WORK TO COMPLETE: For this exercise, print the records below verbatim.

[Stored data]
========

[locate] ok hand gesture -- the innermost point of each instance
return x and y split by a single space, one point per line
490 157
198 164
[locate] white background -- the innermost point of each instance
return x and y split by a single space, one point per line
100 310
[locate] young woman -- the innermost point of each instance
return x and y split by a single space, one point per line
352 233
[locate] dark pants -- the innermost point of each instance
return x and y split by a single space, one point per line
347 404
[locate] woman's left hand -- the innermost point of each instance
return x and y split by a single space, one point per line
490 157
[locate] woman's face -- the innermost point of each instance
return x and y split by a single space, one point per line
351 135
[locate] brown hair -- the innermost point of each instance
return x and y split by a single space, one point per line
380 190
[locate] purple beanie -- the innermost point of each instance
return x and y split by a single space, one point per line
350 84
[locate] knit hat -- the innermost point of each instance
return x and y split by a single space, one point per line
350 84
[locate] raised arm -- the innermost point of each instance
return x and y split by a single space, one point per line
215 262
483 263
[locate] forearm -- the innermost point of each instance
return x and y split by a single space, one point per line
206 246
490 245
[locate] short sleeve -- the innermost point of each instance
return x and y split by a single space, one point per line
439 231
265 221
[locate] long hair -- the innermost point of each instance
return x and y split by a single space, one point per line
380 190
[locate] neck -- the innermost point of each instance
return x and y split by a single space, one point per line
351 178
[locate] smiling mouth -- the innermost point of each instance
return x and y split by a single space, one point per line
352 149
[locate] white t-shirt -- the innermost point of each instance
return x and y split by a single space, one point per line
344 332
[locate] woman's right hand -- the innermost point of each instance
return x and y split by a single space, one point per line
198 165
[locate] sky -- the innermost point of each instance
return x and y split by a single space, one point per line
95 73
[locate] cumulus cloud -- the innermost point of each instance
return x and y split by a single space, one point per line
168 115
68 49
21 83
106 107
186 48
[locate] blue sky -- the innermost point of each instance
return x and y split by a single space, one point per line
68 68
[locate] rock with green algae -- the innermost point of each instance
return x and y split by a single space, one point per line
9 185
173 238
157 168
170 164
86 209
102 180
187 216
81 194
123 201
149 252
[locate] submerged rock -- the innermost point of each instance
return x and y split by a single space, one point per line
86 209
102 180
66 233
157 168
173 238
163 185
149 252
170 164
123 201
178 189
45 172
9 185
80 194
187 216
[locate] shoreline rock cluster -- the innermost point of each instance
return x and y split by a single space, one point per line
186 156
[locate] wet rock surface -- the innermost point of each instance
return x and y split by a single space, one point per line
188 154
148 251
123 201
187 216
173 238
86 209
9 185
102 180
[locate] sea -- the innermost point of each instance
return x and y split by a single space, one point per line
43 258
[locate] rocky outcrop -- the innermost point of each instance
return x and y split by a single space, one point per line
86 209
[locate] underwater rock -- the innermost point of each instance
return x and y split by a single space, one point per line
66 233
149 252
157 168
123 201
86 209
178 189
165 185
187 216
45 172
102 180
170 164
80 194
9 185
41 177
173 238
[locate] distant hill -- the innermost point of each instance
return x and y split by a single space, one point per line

========

REPLY TO THE EXERCISE:
[locate] ok hand gesture -- the innermost point of each instance
return x and y split by a single space, one point per line
490 157
198 164
[locate] white background -- the innermost point of each instance
return x and y split by a single space, one point per line
100 310
[locate] young woman -- the innermost point of each instance
return x and y split by a single space, one point per line
352 233
[locate] dark pants -- the innermost point of each instance
return x and y split by a single space, one point per line
347 404
[locate] woman's left hand -- the innermost point of each instance
return x and y split by a single space, one point per line
490 157
[locate] woman's face -- the innermost point of each instance
return x and y split by a single space, one point per line
351 135
[locate] brown hair -- the innermost point of each instance
return x and y split by a single space, one point per line
380 190
[locate] purple beanie -- the innermost point of each instance
return x and y split by a single space, one point per line
350 84
[locate] knit hat -- the innermost point of each instance
return x and y split by a single space, one point per line
350 84
[locate] raised arm -- the innermost point of each instance
return x and y split by a single space, one point per line
215 262
483 263
[locate] forearm -- the innermost point of each instance
return x and y split by a single space, one point per line
206 246
490 245
[locate] short sleeve -- the innermost point of each instance
return x and y split by a single space, one point per line
439 231
265 221
[locate] long hair -- the innermost point of each instance
return x and y split by a single space, one point per line
380 190
[locate] neck -- the innermost point of each instance
return x and y split by a single space, one point per line
351 178
[locate] smiling mouth -- the innermost point of each instance
return x and y split by a single space, one point per line
352 149
[locate] white t-shirt -- the innermost point of each instance
return x and y split by a single space, one point per line
344 332
[locate] woman's right hand -- the innermost point of each instance
return x and y split by a single space, one point per line
198 165
[locate] sky -- the innermost point of each instance
return x and y split by a single space, one point per line
95 73
[locate] cumulus cloud -- the innermost point of each instance
return x and y split by a single space, one point per line
168 115
68 49
21 83
106 107
186 48
[locate] blue sky -- the innermost point of each instance
return x and y split by a single space, one point per line
68 68
[locate] rock with green algae -- the innermost point of each instance
return x and y split by a single space, one point per line
9 185
173 238
157 168
170 164
86 209
102 180
187 216
81 194
123 201
149 252
[locate] submerged rock -- the innermost point of each instance
return x and y split by a single space, one point per line
86 209
102 180
66 233
157 168
173 238
163 185
149 252
170 164
123 201
178 189
45 172
9 185
80 194
187 216
[locate] shoreline rock cluster -- the innermost point of each instance
return x and y split by a single space, one point per line
186 156
[locate] wet rock surface -- the innermost point of each instance
return x and y split by a single space, one point per line
188 154
148 251
123 201
187 216
173 238
86 209
9 185
102 180
[locate] sea -- the innermost point of each instance
return x and y split by a single space, one point per line
43 258
[locate] rocky outcrop -- the innermost point of each instance
return x and y split by a single space, one point per line
86 209
[locate] underwater rock -- the innermost point of each instance
return x and y split by a single space, one point per line
66 233
149 252
157 168
123 201
86 209
178 189
165 185
187 216
45 172
102 180
170 164
80 194
9 185
41 177
173 238
[locate] distant hill -- the innermost point of each instance
return x and y split by a single space, one point per line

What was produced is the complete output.